Exercise description: Revise the material from its first line through the line containing "[(261, 65)]", changing every "keypoint" to "marker" and leaving all else as it stands.

Collected data
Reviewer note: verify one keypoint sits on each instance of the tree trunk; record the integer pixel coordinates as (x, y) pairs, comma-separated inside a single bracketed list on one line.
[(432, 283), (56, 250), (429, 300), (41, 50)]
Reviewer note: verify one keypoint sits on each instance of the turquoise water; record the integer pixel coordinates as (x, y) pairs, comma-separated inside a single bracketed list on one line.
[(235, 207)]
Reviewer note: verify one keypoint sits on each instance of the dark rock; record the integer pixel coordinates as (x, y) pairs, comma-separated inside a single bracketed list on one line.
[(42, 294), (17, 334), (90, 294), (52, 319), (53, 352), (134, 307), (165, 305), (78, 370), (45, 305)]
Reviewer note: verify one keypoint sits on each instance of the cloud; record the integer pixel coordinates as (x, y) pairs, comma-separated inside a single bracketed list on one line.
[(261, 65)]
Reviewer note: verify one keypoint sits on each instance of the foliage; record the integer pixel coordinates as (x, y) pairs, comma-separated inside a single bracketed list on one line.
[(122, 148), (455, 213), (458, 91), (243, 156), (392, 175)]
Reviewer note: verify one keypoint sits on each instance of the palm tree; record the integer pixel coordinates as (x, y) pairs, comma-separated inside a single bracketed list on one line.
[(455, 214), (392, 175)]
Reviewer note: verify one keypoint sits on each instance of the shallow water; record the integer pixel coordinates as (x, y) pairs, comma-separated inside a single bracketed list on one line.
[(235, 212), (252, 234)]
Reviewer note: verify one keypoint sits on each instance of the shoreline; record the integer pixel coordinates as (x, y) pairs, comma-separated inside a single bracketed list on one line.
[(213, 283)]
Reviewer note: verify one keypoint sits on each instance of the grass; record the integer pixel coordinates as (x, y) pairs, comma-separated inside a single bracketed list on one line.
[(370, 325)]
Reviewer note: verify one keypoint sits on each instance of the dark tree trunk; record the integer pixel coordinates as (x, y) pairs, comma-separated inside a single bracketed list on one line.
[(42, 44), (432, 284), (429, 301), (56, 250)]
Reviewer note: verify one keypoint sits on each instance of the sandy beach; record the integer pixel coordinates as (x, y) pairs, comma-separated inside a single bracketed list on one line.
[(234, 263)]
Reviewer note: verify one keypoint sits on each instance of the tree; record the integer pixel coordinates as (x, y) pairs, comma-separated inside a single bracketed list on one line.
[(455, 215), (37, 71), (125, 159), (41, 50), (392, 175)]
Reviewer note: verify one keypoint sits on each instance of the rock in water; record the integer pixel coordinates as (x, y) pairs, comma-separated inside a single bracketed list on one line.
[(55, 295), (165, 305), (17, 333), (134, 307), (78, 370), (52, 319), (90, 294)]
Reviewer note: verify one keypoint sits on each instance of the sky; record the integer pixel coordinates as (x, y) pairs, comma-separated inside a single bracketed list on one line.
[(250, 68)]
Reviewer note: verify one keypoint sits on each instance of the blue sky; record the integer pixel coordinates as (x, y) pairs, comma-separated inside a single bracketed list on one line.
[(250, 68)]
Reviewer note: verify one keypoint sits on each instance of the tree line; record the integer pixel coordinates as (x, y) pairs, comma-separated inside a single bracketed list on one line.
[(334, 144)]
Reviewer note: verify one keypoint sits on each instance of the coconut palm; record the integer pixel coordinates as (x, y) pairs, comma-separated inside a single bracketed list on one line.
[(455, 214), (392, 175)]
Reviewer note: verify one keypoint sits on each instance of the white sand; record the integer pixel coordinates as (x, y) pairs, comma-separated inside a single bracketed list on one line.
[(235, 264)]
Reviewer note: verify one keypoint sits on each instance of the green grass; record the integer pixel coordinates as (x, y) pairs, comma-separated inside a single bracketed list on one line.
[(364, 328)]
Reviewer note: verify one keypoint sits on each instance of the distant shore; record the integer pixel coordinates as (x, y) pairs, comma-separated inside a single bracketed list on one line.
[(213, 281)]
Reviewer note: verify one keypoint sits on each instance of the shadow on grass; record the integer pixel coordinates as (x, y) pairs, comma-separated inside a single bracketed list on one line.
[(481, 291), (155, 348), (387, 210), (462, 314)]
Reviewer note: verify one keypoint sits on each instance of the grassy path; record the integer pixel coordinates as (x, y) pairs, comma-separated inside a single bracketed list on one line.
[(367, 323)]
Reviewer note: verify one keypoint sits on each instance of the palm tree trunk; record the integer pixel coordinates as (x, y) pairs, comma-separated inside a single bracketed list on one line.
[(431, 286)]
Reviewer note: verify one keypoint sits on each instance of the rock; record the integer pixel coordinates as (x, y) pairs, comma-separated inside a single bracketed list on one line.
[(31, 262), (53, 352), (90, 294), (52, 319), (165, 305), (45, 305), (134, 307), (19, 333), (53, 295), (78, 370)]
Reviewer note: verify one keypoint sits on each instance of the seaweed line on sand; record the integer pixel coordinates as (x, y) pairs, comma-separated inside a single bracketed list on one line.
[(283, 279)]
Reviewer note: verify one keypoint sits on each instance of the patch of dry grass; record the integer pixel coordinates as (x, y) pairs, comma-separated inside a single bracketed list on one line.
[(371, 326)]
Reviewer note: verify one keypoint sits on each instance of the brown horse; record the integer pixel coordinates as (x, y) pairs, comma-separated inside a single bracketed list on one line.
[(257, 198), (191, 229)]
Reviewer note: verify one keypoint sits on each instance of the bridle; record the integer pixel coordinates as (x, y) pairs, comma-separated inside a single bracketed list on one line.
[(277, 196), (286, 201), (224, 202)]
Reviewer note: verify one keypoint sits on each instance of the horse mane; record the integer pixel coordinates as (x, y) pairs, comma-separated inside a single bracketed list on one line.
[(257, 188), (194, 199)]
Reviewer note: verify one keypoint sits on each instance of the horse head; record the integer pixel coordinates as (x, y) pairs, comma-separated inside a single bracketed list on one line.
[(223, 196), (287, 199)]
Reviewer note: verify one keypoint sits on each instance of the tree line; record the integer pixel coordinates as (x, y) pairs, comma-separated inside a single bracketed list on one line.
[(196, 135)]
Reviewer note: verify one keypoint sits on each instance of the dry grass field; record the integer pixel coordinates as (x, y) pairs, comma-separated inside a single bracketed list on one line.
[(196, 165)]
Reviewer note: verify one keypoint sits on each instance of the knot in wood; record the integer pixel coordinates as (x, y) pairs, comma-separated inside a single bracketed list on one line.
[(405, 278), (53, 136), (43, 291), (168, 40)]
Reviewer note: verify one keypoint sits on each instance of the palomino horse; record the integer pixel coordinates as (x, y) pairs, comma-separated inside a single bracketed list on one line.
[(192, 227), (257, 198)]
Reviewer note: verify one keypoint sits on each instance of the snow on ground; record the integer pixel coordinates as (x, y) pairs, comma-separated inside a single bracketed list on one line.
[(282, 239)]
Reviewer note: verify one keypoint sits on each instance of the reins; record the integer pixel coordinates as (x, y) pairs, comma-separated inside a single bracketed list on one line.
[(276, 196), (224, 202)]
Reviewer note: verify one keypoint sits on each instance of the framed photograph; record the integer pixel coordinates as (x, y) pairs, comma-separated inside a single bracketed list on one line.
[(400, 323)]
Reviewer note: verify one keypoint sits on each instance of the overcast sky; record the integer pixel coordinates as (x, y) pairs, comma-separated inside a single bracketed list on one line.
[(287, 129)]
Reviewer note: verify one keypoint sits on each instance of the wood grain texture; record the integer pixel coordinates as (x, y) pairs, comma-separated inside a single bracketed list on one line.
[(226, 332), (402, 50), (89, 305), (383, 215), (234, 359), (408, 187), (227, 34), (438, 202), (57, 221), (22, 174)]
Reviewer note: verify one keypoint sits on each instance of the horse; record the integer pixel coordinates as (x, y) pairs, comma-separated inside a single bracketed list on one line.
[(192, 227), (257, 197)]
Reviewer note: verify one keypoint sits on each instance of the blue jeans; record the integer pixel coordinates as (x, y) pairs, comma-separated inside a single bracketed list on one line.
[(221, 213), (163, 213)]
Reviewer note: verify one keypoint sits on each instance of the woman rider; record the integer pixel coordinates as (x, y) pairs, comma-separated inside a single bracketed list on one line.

Task answer:
Reviewer note: verify one marker sits on each instance of the tree trunk; record the integer pixel coordinates as (x, y) pairs, comma-separated inside a single bracketed list on one line.
[(432, 283), (56, 250), (429, 300), (41, 50)]
Reviewer note: verify one marker sits on each instance of the turquoise water; record the integer pixel coordinates as (x, y) pairs, comma-separated inside a single bracketed list on one line.
[(235, 207)]
Reviewer note: verify one marker sits on each instance of the dark rock; record the integer pixel coordinates as (x, y) pairs, comma-separated inside a single bracketed list on one line.
[(42, 294), (17, 334), (90, 294), (52, 319), (53, 352), (134, 307), (165, 305), (78, 370), (45, 305)]
Reviewer note: verify one marker sits on each instance of the cloud; record the integer pixel coordinates as (x, y) pairs, comma-separated inside a single bracketed list on one line.
[(261, 65)]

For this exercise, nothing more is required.